■ TEXT PASSAGE:
'''

Description of problem: install RC1 4.5 on a system with ata_piix controller. run any disk stress on this controller. The system runs out of memory very quickly. This happens only on systems with > 4 gig of RAM. Version-Release number of selected component (if applicable): kernel version 2.6.9-54.ELsmp. ata_piix version 2.00ac7 How reproducible: always. Steps to Reproduce: 1. install 4.5 rc1 on an sata controller (driver is ata_piix) system RAM > 4G 2. run any disk stress of 100 writes and reads of 1G. Actual results: The system runs out of memory in about a minute. Expected results: The system should continue to run okay except be a little slow. Additional info: attached dmesg and lsmod outputs. the reference count on the ata_piix module is exteremly high even though the disk is not in use. line number 331 in dmesg output may be indicating something?
Created attachment 154031 [details] dmesg output at boot.
Created attachment 154032 [details] lsmod showing very high reference count
Created attachment 154033 [details] log of out of Memory.
We are trying to reproduce this issue with the hugemem kernel. And also with the RHEL 4.5 GA kernel -55.
Per comment #4 above, I suggested to Dell that they try the RHEL4.5 GA smp kernel as well as the hugemem kernel. There are some instances in the 32 bit environment where we run out of Zone1 memory under specific stress conditions once we get above 4GB and have to employ bounce buffers. This condition usually occurs when you have an adapter that is only capable of 32 bit DMA addressing (rather than 64 bit). The hugemem kernel alleviates the stress by freeing up additional memory. Note that BIOS mapping can also affect this condition. Another interesting data point here would be the RHEL5 PAE kernel (use the day0 errata kernel) since Red Hat doesn't ship the hugemem kernel in RHEL5 and there are some changes to zone allocation and usage that may also alleviate the situation.
See http://www.linux.com/howtos/IO-Perf-HOWTO/overview.shtml for a discussion on the use of bounce buffers and their effect on machine operation.
Can you attach the reproducer script that you're using? I want to simulate your system as closely as possible.

'''

■ REQUIREMENTS:
A. List each attachment created in the ata_piix memory bug report, giving its number and its description.
B. Translate this sentence from the ata_piix memory bug report into Spanish: "The hugemem kernel alleviates the stress by freeing up additional memory."
C. According to the ata_piix memory bug report, how long does the system take to run out of memory under the disk stress?
None of the recorded material is needed.

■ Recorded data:
'''

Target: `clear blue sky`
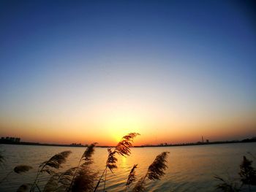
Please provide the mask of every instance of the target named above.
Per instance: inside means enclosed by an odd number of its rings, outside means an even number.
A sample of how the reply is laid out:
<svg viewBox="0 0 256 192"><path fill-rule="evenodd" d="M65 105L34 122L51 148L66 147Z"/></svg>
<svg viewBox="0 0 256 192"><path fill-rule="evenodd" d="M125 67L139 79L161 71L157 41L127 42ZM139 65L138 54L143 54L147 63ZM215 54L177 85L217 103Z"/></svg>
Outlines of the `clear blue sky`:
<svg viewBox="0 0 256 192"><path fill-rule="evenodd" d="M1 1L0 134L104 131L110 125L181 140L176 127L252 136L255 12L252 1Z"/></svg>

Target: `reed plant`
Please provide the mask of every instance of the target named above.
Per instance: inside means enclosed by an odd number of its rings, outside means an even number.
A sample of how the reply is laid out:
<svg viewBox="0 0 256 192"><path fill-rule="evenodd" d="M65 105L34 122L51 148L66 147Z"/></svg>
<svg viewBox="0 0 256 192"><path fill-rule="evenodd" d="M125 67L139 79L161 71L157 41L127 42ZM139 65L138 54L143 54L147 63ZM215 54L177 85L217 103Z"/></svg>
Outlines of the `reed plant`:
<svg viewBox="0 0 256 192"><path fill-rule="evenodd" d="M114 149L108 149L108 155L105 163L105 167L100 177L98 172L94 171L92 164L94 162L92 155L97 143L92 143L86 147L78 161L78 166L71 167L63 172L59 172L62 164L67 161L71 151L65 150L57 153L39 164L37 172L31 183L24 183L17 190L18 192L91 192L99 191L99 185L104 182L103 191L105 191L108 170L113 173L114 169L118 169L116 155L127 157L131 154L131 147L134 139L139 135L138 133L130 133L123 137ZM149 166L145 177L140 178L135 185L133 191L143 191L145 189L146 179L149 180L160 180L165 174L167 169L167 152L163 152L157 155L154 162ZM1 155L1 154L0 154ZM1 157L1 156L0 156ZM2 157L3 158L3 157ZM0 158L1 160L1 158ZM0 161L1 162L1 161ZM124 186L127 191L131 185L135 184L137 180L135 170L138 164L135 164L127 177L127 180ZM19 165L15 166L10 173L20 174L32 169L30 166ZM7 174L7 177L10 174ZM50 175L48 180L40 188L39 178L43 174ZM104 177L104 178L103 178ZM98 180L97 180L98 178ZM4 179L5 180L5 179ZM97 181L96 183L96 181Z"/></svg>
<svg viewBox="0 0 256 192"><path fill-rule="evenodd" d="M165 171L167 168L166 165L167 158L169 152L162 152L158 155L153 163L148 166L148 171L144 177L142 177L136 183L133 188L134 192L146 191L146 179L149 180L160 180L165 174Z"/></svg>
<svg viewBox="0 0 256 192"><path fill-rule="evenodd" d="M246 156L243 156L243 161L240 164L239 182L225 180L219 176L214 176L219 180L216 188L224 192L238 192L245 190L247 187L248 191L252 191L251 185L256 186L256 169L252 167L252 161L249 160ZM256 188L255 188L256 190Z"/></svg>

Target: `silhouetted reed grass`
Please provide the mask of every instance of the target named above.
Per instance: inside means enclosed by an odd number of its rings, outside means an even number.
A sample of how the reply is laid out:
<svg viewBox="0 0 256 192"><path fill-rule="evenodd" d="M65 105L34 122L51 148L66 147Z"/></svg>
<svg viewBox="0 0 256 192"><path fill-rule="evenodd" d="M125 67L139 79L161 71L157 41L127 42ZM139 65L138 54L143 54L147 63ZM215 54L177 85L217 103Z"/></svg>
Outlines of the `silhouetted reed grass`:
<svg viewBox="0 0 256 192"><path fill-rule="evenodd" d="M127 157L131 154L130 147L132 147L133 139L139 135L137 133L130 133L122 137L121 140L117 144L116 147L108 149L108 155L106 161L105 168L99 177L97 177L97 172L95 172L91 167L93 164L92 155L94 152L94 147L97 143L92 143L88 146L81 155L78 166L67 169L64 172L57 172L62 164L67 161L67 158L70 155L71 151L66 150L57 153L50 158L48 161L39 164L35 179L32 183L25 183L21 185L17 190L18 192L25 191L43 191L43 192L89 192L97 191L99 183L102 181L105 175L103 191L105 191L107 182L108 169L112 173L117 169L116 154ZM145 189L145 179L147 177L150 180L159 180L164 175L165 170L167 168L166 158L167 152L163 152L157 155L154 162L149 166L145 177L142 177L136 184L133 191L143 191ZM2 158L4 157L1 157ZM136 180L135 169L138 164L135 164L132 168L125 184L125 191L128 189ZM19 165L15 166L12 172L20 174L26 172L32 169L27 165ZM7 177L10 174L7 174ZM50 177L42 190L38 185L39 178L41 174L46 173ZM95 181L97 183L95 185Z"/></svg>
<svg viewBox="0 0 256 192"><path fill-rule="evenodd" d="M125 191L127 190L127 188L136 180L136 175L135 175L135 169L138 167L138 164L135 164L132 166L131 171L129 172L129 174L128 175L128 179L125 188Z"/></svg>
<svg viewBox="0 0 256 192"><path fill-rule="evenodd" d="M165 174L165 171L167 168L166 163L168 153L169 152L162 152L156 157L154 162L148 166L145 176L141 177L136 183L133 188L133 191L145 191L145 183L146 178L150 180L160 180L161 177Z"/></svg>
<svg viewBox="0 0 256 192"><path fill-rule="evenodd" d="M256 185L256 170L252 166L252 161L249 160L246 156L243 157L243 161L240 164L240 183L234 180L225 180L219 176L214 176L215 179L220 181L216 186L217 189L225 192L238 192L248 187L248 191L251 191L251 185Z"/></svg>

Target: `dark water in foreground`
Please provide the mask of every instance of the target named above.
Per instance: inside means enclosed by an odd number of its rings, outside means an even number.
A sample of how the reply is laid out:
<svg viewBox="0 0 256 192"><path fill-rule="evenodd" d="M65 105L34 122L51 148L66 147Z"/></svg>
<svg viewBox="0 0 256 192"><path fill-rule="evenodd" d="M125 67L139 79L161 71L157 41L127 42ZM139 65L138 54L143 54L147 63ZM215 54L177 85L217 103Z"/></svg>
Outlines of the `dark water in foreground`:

'''

■ ANSWERS TO EACH TASK:
A.
- 154031: dmesg output at boot.
- 154032: lsmod showing very high reference count
- 154033: log of out of Memory.

B. El kernel hugemem alivia la presión liberando memoria adicional.

C. About a minute.